### EXERCISE AIM
Can you convert every line of the items below into a numbered list, skipping blank lines and leaving the pictures out?
════════════════════
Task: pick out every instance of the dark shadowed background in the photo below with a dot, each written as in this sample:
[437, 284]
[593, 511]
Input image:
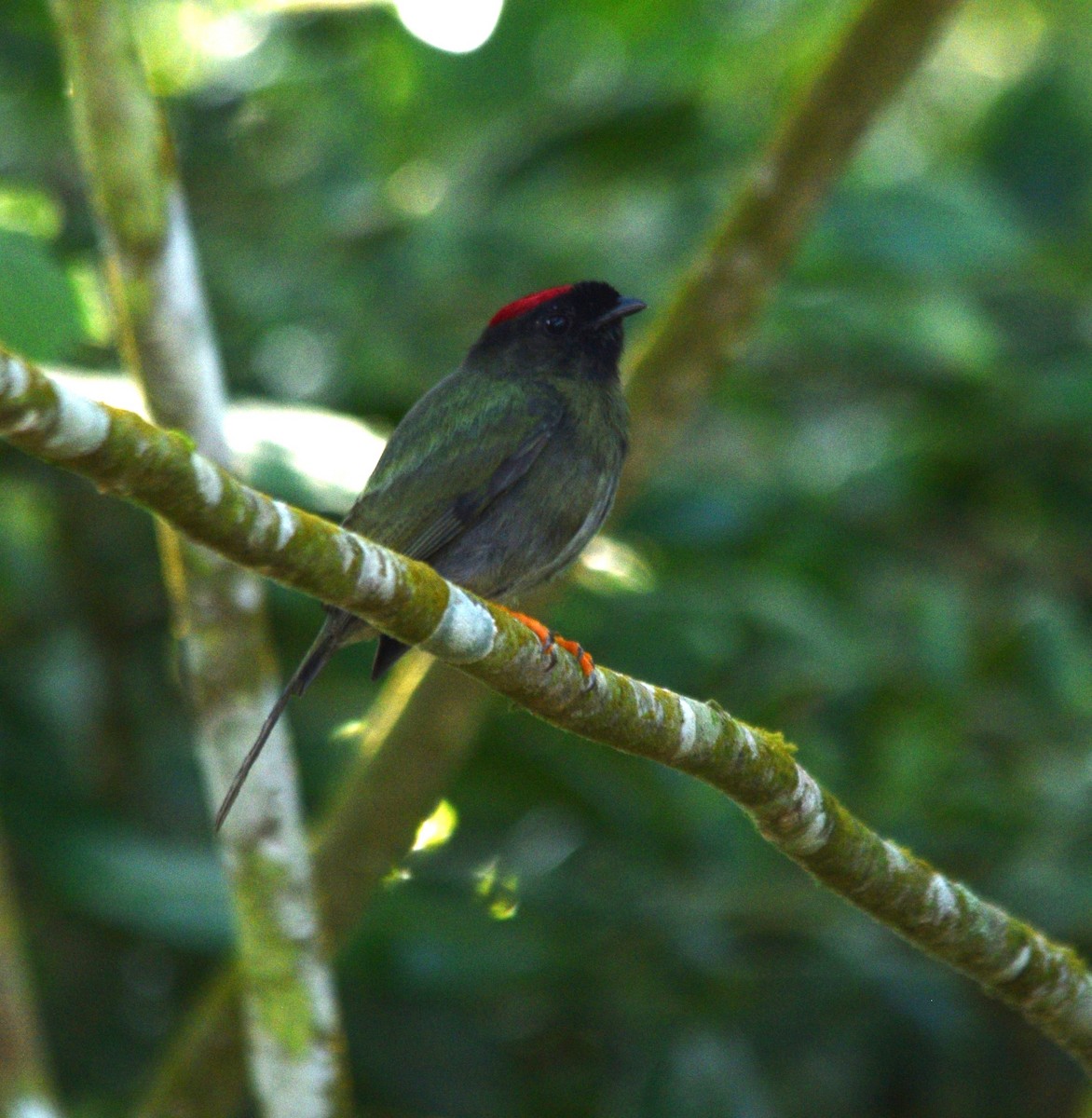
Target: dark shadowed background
[877, 538]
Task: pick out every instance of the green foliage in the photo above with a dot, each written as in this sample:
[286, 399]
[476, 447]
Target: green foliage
[874, 538]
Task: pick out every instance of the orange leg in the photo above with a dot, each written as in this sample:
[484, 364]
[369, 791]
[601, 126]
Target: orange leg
[550, 641]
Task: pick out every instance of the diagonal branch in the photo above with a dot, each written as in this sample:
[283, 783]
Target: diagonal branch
[295, 1043]
[709, 319]
[123, 456]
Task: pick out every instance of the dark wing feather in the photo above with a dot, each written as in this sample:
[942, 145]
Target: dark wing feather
[462, 446]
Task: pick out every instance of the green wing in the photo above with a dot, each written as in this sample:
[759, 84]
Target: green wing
[458, 448]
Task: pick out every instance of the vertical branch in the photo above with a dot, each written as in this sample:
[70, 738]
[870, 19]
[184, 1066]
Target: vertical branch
[294, 1034]
[711, 314]
[718, 300]
[24, 1087]
[406, 759]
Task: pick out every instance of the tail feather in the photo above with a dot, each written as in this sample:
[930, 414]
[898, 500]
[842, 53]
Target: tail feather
[387, 653]
[330, 638]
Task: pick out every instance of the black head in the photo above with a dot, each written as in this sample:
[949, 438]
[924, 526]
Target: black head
[571, 331]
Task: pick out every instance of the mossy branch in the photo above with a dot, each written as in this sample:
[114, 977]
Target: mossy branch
[718, 300]
[711, 316]
[296, 1049]
[125, 457]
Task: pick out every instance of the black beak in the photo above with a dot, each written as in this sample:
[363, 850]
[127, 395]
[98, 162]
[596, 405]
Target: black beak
[621, 310]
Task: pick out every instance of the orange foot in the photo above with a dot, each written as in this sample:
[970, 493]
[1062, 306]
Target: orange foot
[550, 642]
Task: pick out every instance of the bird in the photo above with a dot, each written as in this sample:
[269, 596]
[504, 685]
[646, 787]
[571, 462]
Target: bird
[499, 474]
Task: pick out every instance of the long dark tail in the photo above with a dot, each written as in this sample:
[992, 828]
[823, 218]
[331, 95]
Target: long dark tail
[387, 653]
[330, 638]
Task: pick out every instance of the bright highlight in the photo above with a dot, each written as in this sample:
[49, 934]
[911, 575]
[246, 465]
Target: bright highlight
[457, 26]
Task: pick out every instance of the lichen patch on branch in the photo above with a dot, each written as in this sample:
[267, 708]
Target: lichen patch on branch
[465, 632]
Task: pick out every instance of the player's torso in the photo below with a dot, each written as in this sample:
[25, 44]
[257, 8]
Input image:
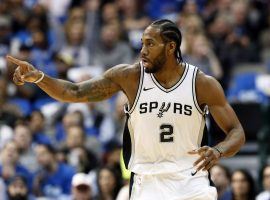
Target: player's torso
[165, 124]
════════════════════
### SOLUTION TO THE EXERCISE
1. Task: pick out every instance of the dark shadowed background in the photo below with a dot, each written as in this sample:
2. [437, 284]
3. [593, 511]
4. Input image:
5. Target: dark shadowed background
6. [877, 538]
7. Task: pick out every instance of the green foliage in the photo above with a dot, each written as in this sample:
8. [286, 399]
9. [476, 447]
10. Target: green foliage
11. [874, 538]
12. Task: pick out every instance of the orange leg in the photo above with a dot, each written as in this sample:
13. [484, 364]
14. [369, 791]
15. [601, 126]
16. Target: orange leg
17. [550, 641]
18. Task: pick out every instance of the diagonal branch in the photo above with a dot, each written as in this sample:
19. [283, 783]
20. Target: diagonal branch
21. [295, 1043]
22. [709, 319]
23. [123, 456]
24. Task: pick out every instance of the dark wing feather in the photo above with a dot, each written as in this sample:
25. [942, 145]
26. Target: dark wing feather
27. [462, 446]
28. Task: pick out every instance of the green wing in the photo above with a dot, each written as in this sample:
29. [759, 84]
30. Target: green wing
31. [458, 448]
32. Task: pick out every instance of the vertical branch in the photo above with a dot, each written as in this sample:
33. [70, 738]
34. [870, 19]
35. [184, 1066]
36. Target: vertical branch
37. [294, 1034]
38. [711, 314]
39. [718, 300]
40. [24, 1087]
41. [406, 759]
42. Task: pick out every instance of the tail feather in the photo above with a dot, each written as in this sample:
43. [930, 414]
44. [898, 500]
45. [842, 53]
46. Target: tail feather
47. [387, 653]
48. [330, 638]
49. Task: pick out every instance of the black head in the photo above with a dot, each written as in this sample:
50. [949, 438]
51. [924, 526]
52. Target: black head
53. [571, 331]
54. Task: pick out every instance of the mossy branch in the photo above with a dot, each written as in this sample:
55. [114, 977]
56. Target: mossy branch
57. [718, 300]
58. [711, 316]
59. [296, 1049]
60. [125, 457]
61. Task: pick out every instance of the black beak in the photo above with a dot, each written as in this sample:
62. [363, 850]
63. [127, 395]
64. [98, 162]
65. [596, 405]
66. Target: black beak
67. [621, 310]
68. Task: pick out every instance of the orange foot in the photo above with a dot, each written as in this sample:
69. [970, 493]
70. [1062, 306]
71. Target: orange foot
72. [550, 642]
73. Task: pick out every instance of the bird in the photo above with a dot, each written as in this sample:
74. [269, 596]
75. [504, 685]
76. [646, 787]
77. [571, 462]
78. Target: bird
79. [499, 474]
80. Task: pick out every instance of the long dark tail in the photo above with a dot, each written as in this sample:
81. [992, 828]
82. [823, 218]
83. [331, 95]
84. Target: long dark tail
85. [387, 653]
86. [330, 638]
87. Task: pick out every instance of the bright highlight in the photo above with a dot, each written as in this sample:
88. [49, 934]
89. [911, 575]
90. [246, 465]
91. Target: bright highlight
92. [457, 26]
93. Task: pick out every instance of the lichen patch on branch in the photo above with a dot, each written as in this sample:
94. [267, 708]
95. Target: lichen patch on branch
96. [465, 632]
97. Task: pick out every instance of the player's torso in the photo below with a dot, each written as in this sample:
98. [25, 44]
99. [257, 8]
100. Input image:
101. Target: player's torso
102. [165, 124]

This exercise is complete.